TASK STATEMENT
Count the lines below that contain the string "Find", treating uppercase and lowercase as different, and reply with the number alone.
^^^^^^^^
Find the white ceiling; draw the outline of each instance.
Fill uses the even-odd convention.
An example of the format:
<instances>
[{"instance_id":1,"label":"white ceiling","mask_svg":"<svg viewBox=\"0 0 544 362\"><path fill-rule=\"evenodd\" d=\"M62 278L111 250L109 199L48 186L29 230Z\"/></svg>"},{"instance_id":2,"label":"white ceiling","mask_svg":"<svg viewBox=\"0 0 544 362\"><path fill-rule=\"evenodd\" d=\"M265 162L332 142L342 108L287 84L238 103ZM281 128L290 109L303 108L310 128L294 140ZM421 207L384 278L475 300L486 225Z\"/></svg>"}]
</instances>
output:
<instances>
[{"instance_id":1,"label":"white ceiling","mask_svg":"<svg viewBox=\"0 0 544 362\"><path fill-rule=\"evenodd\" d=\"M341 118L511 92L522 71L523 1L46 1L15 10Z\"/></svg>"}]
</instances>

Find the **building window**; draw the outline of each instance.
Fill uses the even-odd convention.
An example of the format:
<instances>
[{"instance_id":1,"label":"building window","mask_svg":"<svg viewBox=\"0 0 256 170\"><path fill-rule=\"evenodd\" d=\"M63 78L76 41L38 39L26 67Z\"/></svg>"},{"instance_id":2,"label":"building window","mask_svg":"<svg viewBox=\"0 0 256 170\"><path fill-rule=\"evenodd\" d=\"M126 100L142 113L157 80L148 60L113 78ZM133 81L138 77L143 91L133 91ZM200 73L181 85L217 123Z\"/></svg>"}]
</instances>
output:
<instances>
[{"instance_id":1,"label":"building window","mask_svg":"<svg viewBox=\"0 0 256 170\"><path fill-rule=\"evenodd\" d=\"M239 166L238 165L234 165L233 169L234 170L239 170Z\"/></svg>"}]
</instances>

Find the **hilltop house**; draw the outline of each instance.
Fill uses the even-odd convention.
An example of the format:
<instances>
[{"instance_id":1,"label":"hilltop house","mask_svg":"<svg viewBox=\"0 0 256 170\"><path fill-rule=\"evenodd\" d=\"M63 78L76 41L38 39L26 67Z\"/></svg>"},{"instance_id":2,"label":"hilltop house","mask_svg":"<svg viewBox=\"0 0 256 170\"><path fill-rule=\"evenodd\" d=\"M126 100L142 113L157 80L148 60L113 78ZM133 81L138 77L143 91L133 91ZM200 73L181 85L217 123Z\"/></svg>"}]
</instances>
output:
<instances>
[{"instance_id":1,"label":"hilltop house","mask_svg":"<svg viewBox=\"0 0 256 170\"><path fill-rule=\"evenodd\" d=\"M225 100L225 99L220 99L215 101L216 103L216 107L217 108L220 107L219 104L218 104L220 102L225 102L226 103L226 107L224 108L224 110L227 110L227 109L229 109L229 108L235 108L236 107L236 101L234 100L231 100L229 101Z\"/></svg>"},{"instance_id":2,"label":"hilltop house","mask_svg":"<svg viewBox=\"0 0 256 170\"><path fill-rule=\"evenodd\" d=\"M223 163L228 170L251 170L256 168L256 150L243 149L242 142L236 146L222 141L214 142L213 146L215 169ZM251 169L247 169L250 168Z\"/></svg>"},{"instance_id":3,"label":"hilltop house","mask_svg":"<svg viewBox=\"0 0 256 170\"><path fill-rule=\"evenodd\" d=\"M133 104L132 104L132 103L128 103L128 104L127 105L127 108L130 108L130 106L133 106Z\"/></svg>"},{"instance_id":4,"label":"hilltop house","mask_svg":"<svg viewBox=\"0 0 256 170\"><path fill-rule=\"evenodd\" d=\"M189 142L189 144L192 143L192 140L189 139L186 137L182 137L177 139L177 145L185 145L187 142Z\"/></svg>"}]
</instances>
^^^^^^^^
TASK RESPONSE
3